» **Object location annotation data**
* * *

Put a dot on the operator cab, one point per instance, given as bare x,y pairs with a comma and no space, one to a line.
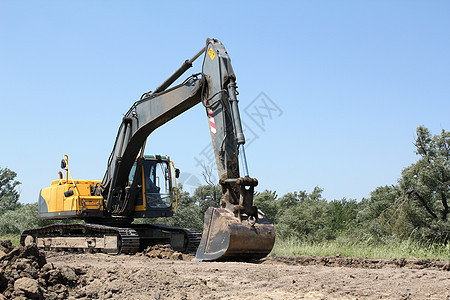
152,181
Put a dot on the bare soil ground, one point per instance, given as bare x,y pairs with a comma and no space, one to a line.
160,273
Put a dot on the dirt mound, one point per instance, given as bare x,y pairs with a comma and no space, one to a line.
337,261
165,252
25,274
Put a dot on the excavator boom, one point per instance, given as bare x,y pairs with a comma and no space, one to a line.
236,230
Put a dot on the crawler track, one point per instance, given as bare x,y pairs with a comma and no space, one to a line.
110,239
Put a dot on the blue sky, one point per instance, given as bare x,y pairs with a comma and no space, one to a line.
350,81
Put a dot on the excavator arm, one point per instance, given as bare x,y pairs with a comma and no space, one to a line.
235,230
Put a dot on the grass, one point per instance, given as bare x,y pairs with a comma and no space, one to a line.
392,249
15,238
344,247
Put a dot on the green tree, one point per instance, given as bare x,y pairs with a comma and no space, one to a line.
426,188
9,196
208,195
304,215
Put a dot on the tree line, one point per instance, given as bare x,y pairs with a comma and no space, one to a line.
416,207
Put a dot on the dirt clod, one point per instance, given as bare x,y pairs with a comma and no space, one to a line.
25,274
159,273
165,252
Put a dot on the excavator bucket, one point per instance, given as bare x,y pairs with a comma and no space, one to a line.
225,237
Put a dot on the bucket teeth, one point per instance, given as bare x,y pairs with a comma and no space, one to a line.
225,237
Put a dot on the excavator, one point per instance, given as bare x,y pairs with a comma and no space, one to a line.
136,185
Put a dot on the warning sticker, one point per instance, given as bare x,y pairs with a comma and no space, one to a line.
211,53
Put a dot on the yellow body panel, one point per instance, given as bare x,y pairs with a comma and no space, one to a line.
57,205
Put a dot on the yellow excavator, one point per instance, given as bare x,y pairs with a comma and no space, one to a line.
136,185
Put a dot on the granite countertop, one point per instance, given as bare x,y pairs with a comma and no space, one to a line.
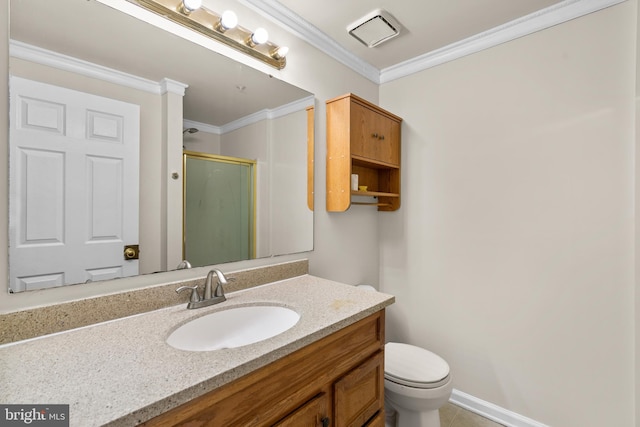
122,372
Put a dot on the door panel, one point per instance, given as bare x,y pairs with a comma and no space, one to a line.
74,160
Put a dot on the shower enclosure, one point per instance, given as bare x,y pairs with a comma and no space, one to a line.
219,209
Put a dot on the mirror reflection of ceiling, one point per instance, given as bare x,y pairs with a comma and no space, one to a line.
219,92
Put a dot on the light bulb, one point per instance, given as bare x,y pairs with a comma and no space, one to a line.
260,36
191,5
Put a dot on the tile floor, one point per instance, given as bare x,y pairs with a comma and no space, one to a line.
455,416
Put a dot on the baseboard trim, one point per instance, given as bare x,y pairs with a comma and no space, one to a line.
491,411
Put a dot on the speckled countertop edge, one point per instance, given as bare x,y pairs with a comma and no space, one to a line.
122,372
34,322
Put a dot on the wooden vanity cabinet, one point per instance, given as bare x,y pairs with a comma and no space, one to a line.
337,381
362,139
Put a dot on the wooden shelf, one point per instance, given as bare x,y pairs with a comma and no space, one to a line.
362,139
373,194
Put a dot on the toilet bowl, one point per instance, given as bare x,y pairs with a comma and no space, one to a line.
417,383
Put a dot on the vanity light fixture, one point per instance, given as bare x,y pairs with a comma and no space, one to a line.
188,6
228,21
222,28
259,36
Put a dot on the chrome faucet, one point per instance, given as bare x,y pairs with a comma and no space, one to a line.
210,296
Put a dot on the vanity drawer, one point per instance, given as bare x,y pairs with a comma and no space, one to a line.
272,393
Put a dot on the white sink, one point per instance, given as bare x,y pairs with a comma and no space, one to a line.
233,327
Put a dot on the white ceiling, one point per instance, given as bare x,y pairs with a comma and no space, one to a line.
427,24
434,31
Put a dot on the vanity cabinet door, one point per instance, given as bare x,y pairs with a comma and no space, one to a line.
359,395
312,414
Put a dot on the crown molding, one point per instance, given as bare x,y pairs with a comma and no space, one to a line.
537,21
57,60
265,114
540,20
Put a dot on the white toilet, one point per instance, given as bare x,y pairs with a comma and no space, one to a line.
417,383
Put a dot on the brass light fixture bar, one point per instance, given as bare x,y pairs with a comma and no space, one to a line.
210,24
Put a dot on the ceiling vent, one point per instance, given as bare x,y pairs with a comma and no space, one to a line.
374,28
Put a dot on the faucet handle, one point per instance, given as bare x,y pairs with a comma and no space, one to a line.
195,296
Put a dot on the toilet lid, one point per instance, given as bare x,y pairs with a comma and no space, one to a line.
414,366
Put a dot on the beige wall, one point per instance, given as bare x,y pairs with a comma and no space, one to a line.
513,253
354,233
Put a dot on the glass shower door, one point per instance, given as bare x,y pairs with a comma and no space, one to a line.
219,209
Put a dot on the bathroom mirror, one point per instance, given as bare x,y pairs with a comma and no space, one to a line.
224,100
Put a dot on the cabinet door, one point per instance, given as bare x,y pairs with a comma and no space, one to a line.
311,414
374,135
359,395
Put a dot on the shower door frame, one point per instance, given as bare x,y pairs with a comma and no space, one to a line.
253,196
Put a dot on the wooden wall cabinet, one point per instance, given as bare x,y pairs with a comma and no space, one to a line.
337,381
362,139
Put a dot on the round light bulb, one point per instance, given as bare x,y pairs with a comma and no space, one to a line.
192,5
260,36
228,20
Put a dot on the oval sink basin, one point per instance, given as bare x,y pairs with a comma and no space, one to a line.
232,328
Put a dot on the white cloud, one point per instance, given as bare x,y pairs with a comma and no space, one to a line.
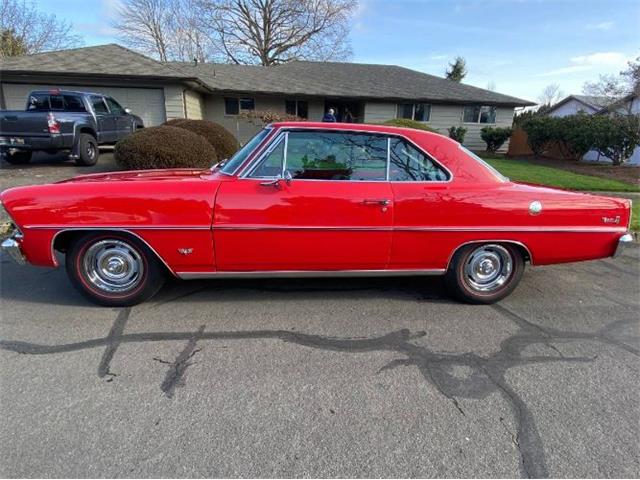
583,63
604,26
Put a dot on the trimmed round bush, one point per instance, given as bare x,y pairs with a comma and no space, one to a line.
218,136
164,147
406,123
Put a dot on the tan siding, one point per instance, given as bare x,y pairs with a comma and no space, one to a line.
442,118
193,105
174,101
243,129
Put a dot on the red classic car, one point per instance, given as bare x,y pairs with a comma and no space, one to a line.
311,199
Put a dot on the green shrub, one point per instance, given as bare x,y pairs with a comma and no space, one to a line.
541,131
406,123
495,137
164,147
457,133
616,137
219,137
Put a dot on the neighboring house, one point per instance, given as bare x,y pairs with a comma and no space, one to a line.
220,92
629,105
577,103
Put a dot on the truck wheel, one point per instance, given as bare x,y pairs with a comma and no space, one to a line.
113,269
89,152
19,158
484,273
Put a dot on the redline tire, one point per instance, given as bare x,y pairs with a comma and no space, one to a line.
113,269
484,273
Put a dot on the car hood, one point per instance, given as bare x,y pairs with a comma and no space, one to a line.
172,174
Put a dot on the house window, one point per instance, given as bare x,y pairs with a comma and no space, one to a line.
299,108
233,106
420,112
479,114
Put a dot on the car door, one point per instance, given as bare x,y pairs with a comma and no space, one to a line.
123,120
333,209
423,203
107,128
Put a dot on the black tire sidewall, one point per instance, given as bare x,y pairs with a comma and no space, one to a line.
83,158
458,287
152,281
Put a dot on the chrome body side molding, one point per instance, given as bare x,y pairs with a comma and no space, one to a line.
310,273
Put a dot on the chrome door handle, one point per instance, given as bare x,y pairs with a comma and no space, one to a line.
374,201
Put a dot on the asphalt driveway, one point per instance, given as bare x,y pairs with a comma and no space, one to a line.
324,378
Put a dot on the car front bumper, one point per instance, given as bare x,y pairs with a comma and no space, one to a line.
11,246
623,242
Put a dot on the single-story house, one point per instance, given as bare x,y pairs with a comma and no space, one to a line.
573,104
628,105
221,92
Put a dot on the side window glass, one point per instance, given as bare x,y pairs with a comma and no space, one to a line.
38,101
336,156
114,106
408,164
271,164
98,105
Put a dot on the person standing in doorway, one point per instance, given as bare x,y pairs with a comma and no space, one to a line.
330,116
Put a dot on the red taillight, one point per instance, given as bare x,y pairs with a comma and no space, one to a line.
54,126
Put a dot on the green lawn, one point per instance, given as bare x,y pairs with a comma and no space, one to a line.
523,171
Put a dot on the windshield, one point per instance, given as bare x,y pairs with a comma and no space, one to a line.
230,166
496,173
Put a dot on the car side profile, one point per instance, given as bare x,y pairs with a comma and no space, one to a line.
312,199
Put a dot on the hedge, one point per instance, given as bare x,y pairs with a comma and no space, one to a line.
164,147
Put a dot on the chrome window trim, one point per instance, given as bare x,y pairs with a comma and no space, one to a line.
250,165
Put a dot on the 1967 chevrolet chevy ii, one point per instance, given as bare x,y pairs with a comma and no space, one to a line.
312,199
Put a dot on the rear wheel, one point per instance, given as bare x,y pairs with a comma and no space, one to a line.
113,269
89,153
19,157
485,273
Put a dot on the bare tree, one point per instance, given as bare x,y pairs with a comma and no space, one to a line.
269,32
166,29
25,30
550,95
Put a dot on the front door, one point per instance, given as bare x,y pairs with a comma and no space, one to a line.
313,201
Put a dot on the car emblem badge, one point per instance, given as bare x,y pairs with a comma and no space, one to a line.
535,207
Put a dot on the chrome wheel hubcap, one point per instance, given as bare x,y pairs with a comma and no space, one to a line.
488,268
113,266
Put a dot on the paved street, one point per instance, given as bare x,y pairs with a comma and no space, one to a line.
324,378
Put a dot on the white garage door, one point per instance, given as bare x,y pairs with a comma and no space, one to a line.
147,103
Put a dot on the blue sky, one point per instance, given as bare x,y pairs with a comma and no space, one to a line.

* * *

» **Request**
Exact repetition is required for the lines from the one that contains "Put a dot on the car emblem" through the final line; leave out everything else.

» **The result**
Put a dot on the car emblem badge, one point per instance, given as bare x,y pairs with a comma and no space, one to a line.
535,207
Put a dot on the chrome wheel hubcap, one point per instance, given as bare x,y pairs with a comma and no space, one to a line.
488,268
113,266
Put a dot on the paved street, one point per instance, given as bare x,y pairs with a comma and no space, one to a line.
324,378
Put a dot on the white garage door, one point per instance, given as bare x,y pairs with a comma and no space, one to a line.
147,103
Put a dot on the blue sky, one point per instance, given as bare x,y pairs with a comma and no space, one to a line.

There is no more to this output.